Written problem 1 => In the page on managing documents in Document AI Warehouse, which image formats does the Ingest API support?

This document describes how to manage the documents in Document AI Warehouse, including create, fetch, update, and delete operations.
What are documents
A document is the data model used in Document AI Warehouse to organize a real-world document (for example, PDF or TXT) and its associated properties. You interact with Document AI Warehouse by operations on the documents.
File types supported
While the focus of Document AI Warehouse is documents, it's also used to manage associated images (for example, in verticals such as insurance, engineering, construction, and research).
- The Ingest API supports PDFs and TIFF, JPEG, and PNG images, along with any properties or pre-extracted text.
- The Upload UI supports the extraction of PDFs using Document AI OCR and custom processors.
- The Viewer UI supports rendering in PDF, text, and Microsoft Office files.
Before you begin
Before you begin, make sure you have completed the Quickstart page.

Supplied data =>
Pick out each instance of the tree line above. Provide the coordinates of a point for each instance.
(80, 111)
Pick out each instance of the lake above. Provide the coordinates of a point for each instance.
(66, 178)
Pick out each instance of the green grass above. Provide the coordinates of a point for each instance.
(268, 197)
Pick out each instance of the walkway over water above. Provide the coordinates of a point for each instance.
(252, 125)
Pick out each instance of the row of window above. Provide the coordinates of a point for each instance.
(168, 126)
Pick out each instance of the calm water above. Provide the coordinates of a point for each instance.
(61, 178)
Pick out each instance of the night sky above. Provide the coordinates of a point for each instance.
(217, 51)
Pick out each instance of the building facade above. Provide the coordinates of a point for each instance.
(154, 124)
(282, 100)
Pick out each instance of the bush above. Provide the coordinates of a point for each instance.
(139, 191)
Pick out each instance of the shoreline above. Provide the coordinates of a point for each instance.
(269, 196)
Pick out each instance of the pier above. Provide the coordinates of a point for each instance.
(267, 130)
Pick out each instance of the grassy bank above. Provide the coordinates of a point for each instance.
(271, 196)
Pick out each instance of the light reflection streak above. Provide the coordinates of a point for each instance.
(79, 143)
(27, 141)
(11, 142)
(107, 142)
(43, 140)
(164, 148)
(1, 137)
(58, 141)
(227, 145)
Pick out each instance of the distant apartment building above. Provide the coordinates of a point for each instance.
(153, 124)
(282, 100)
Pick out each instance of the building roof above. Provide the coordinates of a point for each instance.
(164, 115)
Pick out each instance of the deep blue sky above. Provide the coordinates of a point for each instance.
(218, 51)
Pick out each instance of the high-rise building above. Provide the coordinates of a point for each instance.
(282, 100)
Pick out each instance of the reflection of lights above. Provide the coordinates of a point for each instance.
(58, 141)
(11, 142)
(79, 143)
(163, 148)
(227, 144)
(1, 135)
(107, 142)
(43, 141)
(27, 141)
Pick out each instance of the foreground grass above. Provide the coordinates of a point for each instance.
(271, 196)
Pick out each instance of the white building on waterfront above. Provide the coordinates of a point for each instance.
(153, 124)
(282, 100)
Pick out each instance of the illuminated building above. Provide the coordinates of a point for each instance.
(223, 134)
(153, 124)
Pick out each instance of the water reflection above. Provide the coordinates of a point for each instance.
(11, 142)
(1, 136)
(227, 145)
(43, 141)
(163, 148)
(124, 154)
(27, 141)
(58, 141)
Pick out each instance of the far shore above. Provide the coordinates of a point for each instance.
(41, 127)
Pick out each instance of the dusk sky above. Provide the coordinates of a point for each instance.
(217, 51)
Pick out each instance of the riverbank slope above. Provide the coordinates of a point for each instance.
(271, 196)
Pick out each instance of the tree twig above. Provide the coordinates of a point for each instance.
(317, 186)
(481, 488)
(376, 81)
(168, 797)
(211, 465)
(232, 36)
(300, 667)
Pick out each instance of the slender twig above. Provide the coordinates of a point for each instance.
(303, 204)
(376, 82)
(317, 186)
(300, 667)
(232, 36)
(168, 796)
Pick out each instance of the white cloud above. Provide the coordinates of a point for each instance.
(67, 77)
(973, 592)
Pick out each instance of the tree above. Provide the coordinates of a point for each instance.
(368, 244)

Written problem 2 => Pick out every line in the records that contains the word "reflection".

Exercise result 1 => TIFF, JPEG, and PNG

Exercise result 2 =>
Pick out each instance of the light reflection streak above. Provide the coordinates of a point for each instance.
Pick out each instance of the reflection of lights above. Provide the coordinates of a point for each instance.
Pick out each instance of the water reflection above. Provide the coordinates of a point for each instance.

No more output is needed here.